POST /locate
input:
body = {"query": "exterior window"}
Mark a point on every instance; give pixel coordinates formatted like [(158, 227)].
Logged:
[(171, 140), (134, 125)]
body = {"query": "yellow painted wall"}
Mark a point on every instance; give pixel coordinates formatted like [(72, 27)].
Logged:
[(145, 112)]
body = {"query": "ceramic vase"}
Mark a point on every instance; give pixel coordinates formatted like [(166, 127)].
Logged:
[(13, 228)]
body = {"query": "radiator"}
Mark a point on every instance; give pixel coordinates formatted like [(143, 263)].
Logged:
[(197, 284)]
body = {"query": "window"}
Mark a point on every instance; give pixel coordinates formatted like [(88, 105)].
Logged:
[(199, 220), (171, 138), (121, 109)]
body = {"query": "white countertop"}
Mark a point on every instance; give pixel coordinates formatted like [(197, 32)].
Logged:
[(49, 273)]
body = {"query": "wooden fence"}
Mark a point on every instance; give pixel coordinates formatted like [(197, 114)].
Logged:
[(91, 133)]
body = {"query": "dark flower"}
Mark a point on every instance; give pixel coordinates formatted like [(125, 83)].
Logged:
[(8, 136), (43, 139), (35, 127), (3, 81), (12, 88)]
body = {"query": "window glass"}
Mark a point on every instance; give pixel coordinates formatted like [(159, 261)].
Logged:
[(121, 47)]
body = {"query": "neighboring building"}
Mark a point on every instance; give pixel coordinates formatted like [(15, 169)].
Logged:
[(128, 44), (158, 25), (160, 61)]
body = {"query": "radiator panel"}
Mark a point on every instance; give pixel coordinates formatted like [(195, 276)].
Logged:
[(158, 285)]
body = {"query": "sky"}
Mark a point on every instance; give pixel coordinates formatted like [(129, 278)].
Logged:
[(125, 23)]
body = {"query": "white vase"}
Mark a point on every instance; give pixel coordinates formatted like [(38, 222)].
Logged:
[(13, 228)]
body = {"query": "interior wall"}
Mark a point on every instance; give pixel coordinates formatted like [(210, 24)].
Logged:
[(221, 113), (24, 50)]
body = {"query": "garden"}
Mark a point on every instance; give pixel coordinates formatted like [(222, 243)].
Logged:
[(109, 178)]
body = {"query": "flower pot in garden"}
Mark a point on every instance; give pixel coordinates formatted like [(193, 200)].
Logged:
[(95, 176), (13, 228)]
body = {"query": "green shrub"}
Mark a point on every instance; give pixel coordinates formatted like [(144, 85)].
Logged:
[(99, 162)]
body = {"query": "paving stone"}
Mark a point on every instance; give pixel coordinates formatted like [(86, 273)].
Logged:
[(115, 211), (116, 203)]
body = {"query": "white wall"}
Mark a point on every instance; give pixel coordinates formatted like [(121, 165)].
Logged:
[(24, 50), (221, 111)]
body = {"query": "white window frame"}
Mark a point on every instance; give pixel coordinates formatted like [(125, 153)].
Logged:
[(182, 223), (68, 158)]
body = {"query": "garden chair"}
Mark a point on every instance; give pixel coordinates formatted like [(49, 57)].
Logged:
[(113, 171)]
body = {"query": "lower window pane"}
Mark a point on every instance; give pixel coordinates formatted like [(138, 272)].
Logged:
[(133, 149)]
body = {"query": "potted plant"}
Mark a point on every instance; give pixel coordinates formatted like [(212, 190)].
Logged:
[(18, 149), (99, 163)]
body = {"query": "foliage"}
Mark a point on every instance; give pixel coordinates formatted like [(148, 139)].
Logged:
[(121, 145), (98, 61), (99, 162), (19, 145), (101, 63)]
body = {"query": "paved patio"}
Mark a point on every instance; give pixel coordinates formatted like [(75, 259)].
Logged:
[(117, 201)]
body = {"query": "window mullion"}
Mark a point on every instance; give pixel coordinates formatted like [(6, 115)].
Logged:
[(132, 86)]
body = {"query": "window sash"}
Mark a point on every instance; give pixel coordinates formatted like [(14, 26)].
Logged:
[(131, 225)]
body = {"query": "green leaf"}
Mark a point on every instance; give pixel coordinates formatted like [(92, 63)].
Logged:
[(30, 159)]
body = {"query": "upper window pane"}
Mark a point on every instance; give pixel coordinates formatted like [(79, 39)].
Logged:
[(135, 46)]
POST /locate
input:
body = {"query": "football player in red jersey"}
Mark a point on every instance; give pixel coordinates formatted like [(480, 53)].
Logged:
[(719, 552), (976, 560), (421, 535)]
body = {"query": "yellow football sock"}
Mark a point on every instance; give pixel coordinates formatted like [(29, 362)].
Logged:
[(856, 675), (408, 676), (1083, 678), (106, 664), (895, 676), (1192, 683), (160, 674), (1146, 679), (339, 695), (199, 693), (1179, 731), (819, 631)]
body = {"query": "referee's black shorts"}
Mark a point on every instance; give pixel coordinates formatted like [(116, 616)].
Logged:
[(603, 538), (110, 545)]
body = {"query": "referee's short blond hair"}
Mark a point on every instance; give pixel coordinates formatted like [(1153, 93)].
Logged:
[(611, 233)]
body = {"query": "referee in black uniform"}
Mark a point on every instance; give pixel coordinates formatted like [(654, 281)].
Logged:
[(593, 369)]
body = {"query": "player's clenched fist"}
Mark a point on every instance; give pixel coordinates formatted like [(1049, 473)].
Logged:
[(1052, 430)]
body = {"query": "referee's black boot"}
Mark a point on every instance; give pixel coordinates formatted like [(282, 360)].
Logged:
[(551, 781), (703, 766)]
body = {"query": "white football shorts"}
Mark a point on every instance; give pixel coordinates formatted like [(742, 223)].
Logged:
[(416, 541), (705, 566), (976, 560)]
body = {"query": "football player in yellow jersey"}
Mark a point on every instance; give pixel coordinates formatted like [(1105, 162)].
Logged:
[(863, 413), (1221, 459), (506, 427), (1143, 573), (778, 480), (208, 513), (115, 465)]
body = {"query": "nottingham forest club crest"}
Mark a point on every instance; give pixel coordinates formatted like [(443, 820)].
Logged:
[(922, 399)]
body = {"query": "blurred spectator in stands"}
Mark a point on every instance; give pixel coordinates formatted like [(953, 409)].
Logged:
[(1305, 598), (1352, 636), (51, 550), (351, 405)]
-=-=-=-=-
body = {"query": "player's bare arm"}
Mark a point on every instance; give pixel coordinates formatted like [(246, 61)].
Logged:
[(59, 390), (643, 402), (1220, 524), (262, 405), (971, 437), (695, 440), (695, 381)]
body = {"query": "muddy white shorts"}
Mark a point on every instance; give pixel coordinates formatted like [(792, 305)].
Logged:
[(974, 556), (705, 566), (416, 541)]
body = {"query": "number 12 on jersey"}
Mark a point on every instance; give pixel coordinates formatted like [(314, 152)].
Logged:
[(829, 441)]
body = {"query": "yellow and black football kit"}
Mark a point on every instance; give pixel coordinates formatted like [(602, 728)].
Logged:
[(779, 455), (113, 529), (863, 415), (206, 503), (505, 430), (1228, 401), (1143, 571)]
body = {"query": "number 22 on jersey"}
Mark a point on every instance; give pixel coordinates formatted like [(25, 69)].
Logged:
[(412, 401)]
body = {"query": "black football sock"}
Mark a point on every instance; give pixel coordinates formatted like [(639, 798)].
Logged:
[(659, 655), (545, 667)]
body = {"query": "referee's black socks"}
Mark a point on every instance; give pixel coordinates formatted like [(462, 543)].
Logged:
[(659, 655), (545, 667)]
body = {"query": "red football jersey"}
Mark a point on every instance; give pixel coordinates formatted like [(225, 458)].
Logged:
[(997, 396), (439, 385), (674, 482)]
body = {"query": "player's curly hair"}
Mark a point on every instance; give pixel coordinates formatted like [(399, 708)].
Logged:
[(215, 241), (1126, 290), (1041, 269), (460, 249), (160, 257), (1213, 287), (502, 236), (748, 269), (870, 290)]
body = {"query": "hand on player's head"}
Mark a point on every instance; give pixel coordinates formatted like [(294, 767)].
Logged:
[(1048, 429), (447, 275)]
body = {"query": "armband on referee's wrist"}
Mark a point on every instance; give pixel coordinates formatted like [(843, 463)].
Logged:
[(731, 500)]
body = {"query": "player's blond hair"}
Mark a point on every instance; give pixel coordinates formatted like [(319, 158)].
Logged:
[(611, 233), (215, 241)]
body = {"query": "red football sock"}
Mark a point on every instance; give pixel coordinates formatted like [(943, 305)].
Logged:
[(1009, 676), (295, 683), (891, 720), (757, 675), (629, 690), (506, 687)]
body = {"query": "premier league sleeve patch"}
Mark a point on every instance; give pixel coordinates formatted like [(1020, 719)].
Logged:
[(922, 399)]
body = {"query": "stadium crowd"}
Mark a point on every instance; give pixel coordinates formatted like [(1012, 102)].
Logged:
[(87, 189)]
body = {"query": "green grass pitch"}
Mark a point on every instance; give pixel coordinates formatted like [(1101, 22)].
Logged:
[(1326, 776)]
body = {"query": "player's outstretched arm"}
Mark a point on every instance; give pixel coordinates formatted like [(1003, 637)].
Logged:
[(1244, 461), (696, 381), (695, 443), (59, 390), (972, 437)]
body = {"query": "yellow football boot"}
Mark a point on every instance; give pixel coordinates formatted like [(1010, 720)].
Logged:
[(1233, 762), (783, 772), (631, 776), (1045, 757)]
-=-=-=-=-
§ Goal of the exercise
In the lines above, find the word "radiator" and copy each line that contains it.

§ Answer to this task
body = {"query": "radiator"}
body = {"query": "radiator panel"}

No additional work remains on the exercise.